TASK DETAILS — Among the records below, find the lines that contain "target" and copy each of them.

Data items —
►
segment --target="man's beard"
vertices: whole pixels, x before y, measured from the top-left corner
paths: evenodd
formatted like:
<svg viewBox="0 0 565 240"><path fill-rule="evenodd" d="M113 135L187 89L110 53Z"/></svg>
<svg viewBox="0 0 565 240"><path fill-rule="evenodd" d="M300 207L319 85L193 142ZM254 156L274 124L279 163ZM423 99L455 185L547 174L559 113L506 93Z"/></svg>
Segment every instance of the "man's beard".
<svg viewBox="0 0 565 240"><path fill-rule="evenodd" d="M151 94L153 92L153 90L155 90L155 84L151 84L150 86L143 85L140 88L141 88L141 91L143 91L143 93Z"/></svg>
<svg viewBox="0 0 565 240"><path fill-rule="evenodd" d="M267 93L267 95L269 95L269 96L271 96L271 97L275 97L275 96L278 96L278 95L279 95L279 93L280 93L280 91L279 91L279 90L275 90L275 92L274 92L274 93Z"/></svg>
◄
►
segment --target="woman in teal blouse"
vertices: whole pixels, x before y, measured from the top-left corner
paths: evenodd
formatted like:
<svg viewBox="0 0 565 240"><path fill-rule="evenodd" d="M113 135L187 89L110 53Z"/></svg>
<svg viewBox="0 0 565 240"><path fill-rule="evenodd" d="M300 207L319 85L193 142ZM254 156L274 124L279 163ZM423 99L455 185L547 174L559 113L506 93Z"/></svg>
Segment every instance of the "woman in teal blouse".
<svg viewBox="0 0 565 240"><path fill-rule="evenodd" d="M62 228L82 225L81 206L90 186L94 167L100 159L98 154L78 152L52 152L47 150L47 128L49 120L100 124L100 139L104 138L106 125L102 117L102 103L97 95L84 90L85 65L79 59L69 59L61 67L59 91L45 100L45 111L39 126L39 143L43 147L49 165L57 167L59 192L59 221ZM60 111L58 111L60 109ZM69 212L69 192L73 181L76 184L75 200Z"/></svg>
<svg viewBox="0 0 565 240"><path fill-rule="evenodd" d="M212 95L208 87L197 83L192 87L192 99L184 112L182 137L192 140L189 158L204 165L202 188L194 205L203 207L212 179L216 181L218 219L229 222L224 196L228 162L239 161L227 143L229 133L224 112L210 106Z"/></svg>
◄
EXPECTED ANSWER —
segment --target="man's beard"
segment --target="woman in teal blouse"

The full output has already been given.